[LISTED ENTRIES — start]

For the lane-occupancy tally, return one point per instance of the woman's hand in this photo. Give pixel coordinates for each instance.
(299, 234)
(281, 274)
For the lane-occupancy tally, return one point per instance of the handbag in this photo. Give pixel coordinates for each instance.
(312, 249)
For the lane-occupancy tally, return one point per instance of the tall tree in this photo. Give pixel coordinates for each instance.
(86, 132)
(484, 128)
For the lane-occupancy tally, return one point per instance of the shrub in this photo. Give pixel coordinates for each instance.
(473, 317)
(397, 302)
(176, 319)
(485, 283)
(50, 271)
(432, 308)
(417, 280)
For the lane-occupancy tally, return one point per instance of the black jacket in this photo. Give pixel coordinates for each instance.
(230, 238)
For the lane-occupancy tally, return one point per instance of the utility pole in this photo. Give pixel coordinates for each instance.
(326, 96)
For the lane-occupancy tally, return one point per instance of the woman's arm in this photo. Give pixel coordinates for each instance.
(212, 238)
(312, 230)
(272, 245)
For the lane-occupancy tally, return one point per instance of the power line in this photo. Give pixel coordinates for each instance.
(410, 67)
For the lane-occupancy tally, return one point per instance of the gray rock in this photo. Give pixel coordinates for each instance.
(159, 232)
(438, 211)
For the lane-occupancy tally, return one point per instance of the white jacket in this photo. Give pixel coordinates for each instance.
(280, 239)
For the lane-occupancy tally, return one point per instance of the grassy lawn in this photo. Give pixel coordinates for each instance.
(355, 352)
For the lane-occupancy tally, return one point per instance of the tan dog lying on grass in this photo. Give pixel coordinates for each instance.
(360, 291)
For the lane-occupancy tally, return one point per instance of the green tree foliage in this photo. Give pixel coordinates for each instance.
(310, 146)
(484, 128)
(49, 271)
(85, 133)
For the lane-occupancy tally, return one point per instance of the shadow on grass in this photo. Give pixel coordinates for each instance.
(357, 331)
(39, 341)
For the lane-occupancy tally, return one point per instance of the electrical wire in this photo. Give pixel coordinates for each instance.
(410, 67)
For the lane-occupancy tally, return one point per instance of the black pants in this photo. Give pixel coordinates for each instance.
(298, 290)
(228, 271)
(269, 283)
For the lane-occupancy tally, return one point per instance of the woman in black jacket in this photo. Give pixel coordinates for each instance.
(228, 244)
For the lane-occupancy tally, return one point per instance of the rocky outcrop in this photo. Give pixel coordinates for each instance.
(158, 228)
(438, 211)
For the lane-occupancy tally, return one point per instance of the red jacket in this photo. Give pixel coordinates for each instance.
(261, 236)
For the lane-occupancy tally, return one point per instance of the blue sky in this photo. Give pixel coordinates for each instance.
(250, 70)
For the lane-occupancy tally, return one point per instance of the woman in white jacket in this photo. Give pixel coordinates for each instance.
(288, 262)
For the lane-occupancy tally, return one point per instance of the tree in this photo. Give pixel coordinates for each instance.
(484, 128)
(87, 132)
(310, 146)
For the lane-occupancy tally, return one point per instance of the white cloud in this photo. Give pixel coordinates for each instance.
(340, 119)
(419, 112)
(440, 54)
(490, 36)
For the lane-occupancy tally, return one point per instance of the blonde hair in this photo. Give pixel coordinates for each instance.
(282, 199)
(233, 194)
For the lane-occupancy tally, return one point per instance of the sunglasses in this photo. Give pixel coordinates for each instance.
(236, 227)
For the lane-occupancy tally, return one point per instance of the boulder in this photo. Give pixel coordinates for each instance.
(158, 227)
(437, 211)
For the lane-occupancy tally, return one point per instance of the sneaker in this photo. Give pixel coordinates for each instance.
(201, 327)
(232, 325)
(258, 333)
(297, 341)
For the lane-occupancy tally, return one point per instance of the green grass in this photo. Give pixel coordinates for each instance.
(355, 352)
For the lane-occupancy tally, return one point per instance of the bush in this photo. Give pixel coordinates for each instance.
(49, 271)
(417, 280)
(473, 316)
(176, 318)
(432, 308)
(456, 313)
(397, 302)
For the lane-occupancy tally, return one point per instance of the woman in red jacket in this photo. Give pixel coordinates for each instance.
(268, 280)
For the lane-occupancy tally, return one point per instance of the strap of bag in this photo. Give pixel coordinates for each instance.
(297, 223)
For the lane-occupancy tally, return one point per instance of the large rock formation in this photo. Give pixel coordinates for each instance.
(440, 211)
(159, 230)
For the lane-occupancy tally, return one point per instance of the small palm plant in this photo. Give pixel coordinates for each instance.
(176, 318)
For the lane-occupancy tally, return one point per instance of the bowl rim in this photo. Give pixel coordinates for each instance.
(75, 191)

[LISTED ENTRIES — finish]

Every entry is to be returned exactly, with nothing dropped.

For the lane-occupancy tally, return one point per instance of the woman's hand in this photo. Give pixel coordinates for each instance.
(299, 234)
(281, 274)
For the lane-occupancy tally, return one point per instance of the handbag in this photo. Give pixel coordinates for each instance.
(312, 249)
For the lane-occupancy tally, return one point per instance of the tall tree in this photo. Give pixel coordinates for each instance.
(86, 132)
(484, 128)
For the lane-occupancy tally, return one point per instance of the shrub in this photo. Give pixel coordinates for each instance.
(473, 317)
(397, 302)
(176, 319)
(485, 283)
(50, 271)
(432, 308)
(417, 280)
For the lane-occupancy tally, return one point per instance of the black jacket in this photo. Give pixel coordinates for each instance.
(230, 238)
For the lane-occupancy tally, return one point per instance of the utility pole in this photo. Give pixel coordinates for each instance.
(326, 96)
For the lane-occupancy tally, return one point per instance of the woman's arm in this photo. Give pixel coordinates for each instance.
(212, 238)
(312, 230)
(272, 245)
For the lane-occupancy tally, return one point per instance of the power line in this photo. Give pixel coordinates for each instance.
(410, 67)
For the lane-occupancy tally, return one point per instance of the gray rock in this photo. Give pixel coordinates for each instance.
(159, 232)
(438, 211)
For the lane-occupancy tally, return one point per instance of the white jacket in this photo. Give pixel coordinates for each instance.
(280, 239)
For the lane-occupancy tally, return one point per instance of the grassy lawn in this photo. Give pixel coordinates for each instance.
(355, 352)
For the lane-occupancy tally, return one point per instance of the tan dog lying on grass in this photo. Give pixel coordinates for each instance.
(360, 291)
For the lane-occupancy tally, return one point per instance of the green tree foliage in this photo. Give pixel coordinates for each instance.
(310, 146)
(484, 128)
(49, 271)
(85, 133)
For the lane-occupancy tally, return one point per instance of the shadow on grass in this photo. Give pixel coordinates for each instance.
(357, 331)
(39, 341)
For the lane-occupancy tally, return one point per instance of the electrical wire in this photo. Give pixel coordinates for each instance.
(410, 67)
For the lane-occupancy tally, return one point per instance of the black pants in this photo. Give pixel coordinates for each instance.
(298, 290)
(228, 271)
(269, 283)
For the lane-occupancy tally, return one point per instance of the woman in black jacket in this photo. Give pixel coordinates for each instance.
(228, 244)
For the lane-occupancy tally, return one point per instance of the rocky outcrop in this photo. Give pixel coordinates for each instance.
(158, 228)
(438, 211)
For the lane-occupancy tally, return one point per instance of the red jacket in this photo. Give pixel coordinates for each instance.
(261, 236)
For the lane-occupancy tally, return one point per instance of the blue sky in this photo. Give pixel coordinates for each instance.
(250, 70)
For the lane-occupancy tally, return one point per instance of the woman in white jacket in this photo. Give pixel coordinates for each instance.
(288, 262)
For the lane-occupancy tally, return one point per instance of the tree in this photo. Give pixel coordinates for each instance.
(484, 128)
(87, 132)
(310, 146)
For the lane-occupancy tally, return one point per instance of the white cloud in this photo. Give pixel coordinates for each instance.
(340, 119)
(419, 112)
(440, 54)
(490, 36)
For the lane-occupancy tally, return one point per instance of the blonde hair in this photo. Give pixel coordinates for each instance.
(282, 199)
(233, 194)
For the lane-occupancy tally, return one point per instance of the sunglasses in this photo. Give pixel coordinates for each instance.
(236, 227)
For the lane-occupancy tally, return one point per instance of the boulder in this photo. Give pixel coordinates for each instance.
(158, 227)
(437, 211)
For the lane-occupancy tally, return one point per instance of the sneaker in this photo. Give pixel coordinates for each instance.
(201, 327)
(232, 325)
(258, 333)
(297, 341)
For the lane-occupancy tally, return one point per instance of the green grass in this photo. Give pixel coordinates for each instance.
(355, 352)
For the lane-occupancy tally, return one point per instance of the bush in this photo. Give pixel coordinates for each instance.
(49, 271)
(417, 280)
(473, 316)
(176, 318)
(432, 308)
(456, 313)
(397, 302)
For the lane-occupancy tally, return one point per instance of the woman in red jacket in this photo. Give pixel coordinates for each instance.
(268, 280)
For the lane-occupancy tally, return one point per instance of the strap of bag in this photo. Give pixel coordinates for each instance.
(297, 223)
For the lane-occupancy tally, return one point per instance of the large rock formation in this photo. Give pixel coordinates for each instance.
(440, 211)
(159, 230)
For the lane-occupancy tally, return one point per instance of the small palm plant in this photo. Give pixel coordinates for each instance.
(176, 318)
For the lane-occupancy tally, return one point per instance of the bowl rim in this photo. Give pixel coordinates for each instance.
(75, 191)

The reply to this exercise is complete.